--- Raw data ---

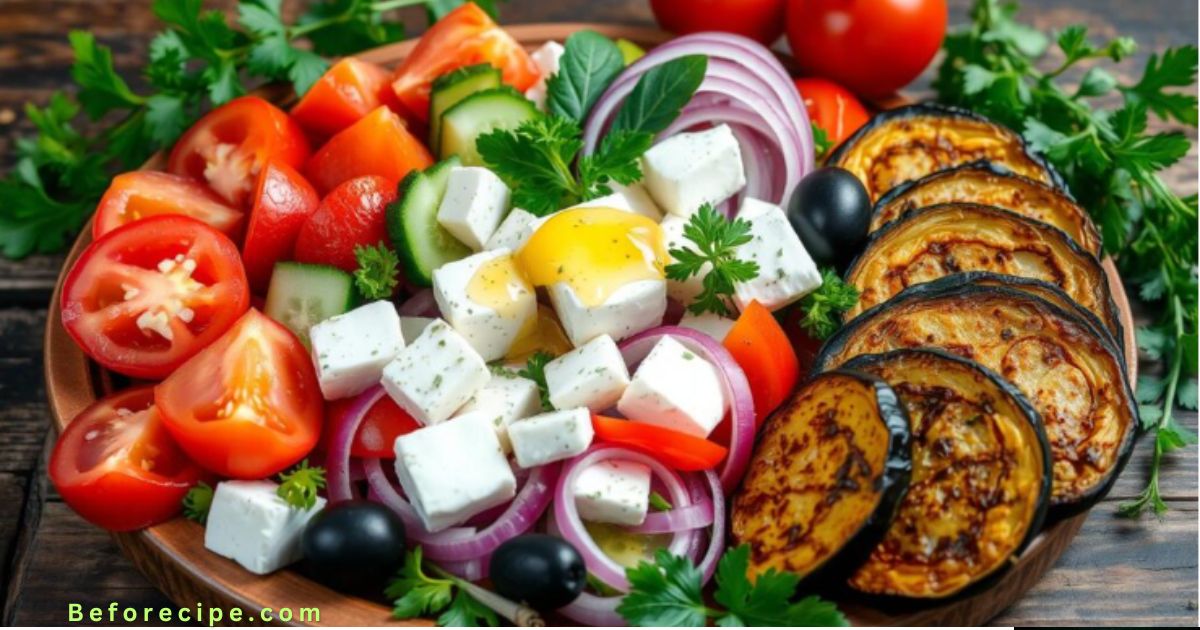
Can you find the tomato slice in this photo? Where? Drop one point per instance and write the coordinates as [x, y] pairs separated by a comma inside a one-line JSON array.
[[672, 448], [353, 214], [229, 145], [342, 95], [144, 298], [282, 202], [463, 37], [249, 405], [379, 144], [118, 467], [142, 193]]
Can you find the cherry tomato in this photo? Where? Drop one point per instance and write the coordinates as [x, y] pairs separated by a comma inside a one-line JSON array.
[[353, 214], [672, 448], [342, 95], [463, 37], [142, 193], [229, 145], [282, 202], [379, 144], [832, 107], [118, 467], [249, 405], [757, 19], [148, 295], [874, 47]]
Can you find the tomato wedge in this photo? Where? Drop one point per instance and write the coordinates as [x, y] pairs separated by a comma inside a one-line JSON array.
[[229, 145], [144, 298], [463, 37], [672, 448], [282, 202], [249, 405], [342, 95], [118, 467], [142, 193]]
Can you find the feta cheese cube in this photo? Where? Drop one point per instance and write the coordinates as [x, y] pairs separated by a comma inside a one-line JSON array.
[[252, 526], [436, 375], [505, 399], [454, 471], [786, 271], [690, 169], [474, 204], [630, 310], [551, 437], [486, 299], [592, 376], [351, 349], [613, 491], [677, 389]]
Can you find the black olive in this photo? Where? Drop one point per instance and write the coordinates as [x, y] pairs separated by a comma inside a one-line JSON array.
[[831, 211], [544, 571], [354, 546]]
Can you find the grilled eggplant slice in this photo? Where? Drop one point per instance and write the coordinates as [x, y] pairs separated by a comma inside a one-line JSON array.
[[979, 484], [909, 143], [952, 238], [1074, 377], [988, 184], [826, 479]]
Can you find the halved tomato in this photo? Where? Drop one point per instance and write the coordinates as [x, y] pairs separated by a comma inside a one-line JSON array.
[[463, 37], [249, 405], [142, 193], [229, 145], [282, 202], [144, 298], [379, 144], [118, 467]]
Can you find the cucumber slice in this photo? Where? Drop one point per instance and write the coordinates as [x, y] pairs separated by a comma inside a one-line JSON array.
[[499, 108], [451, 88], [421, 243], [301, 295]]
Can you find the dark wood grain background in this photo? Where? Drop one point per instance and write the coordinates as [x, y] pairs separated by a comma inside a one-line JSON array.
[[1116, 573]]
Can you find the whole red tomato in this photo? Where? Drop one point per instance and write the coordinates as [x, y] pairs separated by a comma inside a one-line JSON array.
[[757, 19], [874, 47]]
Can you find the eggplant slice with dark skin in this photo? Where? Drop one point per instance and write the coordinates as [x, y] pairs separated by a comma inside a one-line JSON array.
[[1074, 377], [826, 479], [988, 184], [909, 143], [981, 478], [946, 239]]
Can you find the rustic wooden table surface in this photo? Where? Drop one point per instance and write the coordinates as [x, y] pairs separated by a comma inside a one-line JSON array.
[[1116, 573]]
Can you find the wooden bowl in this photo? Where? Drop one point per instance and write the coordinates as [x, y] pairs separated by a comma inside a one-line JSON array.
[[173, 557]]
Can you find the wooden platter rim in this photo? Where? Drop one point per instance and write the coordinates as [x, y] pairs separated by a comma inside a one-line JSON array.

---

Task requirements:
Retype every row above word for word, leaving the pictures out.

Output of the exercise:
Can you find the tomato slice in this photo? Where? Drop one point per instance and write the coordinates as [x, y] pairs separated by a comma inside a one-line JSON array.
[[672, 448], [353, 214], [229, 145], [342, 95], [144, 298], [282, 202], [463, 37], [249, 405], [379, 144], [118, 467], [142, 193]]
Can you find the cherry tomato in this photo? Where? Drop one point per instance and write the coordinates as [x, y] pairs separated by a comma inside a one-line JSON array.
[[353, 214], [672, 448], [342, 95], [463, 37], [142, 193], [229, 145], [282, 202], [379, 144], [832, 107], [118, 467], [249, 405], [757, 19], [148, 295], [874, 47]]
Can you find the tomato wedge in this photo? Where? Drop one point per instance and write the coordinates as [x, y] pairs separated by a comma inside a one-line JSON array.
[[229, 145], [144, 298], [463, 37], [672, 448], [282, 202], [249, 405], [342, 95], [118, 467], [142, 193]]
Can you find the feta cheese cube in this photo? Where? Drop one point per instance and write the coordinates as [x, y] pairs separated by a comma inside a one-line JSON array.
[[252, 526], [436, 375], [505, 399], [454, 471], [786, 271], [690, 169], [474, 204], [630, 310], [551, 437], [486, 299], [592, 376], [351, 349], [613, 491], [677, 389]]
Can you find the black olive in this photo? Where? Drop one point per instance and write the coordinates as [x, y] pairs separated by a comma inside a one-line JSON array.
[[831, 211], [544, 571], [354, 546]]
Can you find the grilled eggplant slice in this photo? Where? Drop one point per instance and write the coordinates as [x, y] pairs separated by a comma inside a one-line JSON array.
[[979, 484], [909, 143], [952, 238], [1074, 377], [988, 184], [826, 479]]
Can you find the halved tomato in this photo? Where? Drop one point per instance and write the coordinates as [x, y] pairs separated by a comma inside a one-line JSON array.
[[463, 37], [249, 405], [142, 193], [229, 145], [282, 202], [144, 298], [379, 144], [118, 467]]
Can you find the cucumber slice in this photo? Where? Drop one point per instance and write the coordinates as [x, y] pairs separated by a comma inside a one-line JSON array.
[[499, 108], [451, 88], [421, 243], [301, 295]]
Can you find the dark wood grain background in this photo? Where? Drop one point per instance and write the coordinates as [x, y] pairs separated by a comma inside a one-line JSON array.
[[1116, 573]]
Can you find the whole red tomato in this photo? Where? Drop one point per instance and write the coordinates as [x, y] pairs separated by a comma inside a one-line JSON array.
[[757, 19], [874, 47]]
Can you find the eggplant slice with dark skin in this photo? Where? Drop one point per instance and write the coordinates as [x, y] pairs separated by a comma inside a one-line JSON array.
[[1074, 377], [826, 479], [988, 184], [909, 143], [981, 478], [946, 239]]
Can you find the rustic wooden table surface in this photo? Where? Drop one point per instance and write the coordinates as [x, y] pairs separated by a comma inside a one-line JSON array.
[[1116, 573]]
Can you find the wooden bowl in this photo? Where? Drop one point per instance and write the coordinates as [x, y] pairs separated by a comma inside a one-line JSON array.
[[173, 557]]
Can you find the wooden platter rim in this photo? Where? Drop one point per instance and write the coordinates as [x, y] pairs separated by a comma inside a one-line JSON array.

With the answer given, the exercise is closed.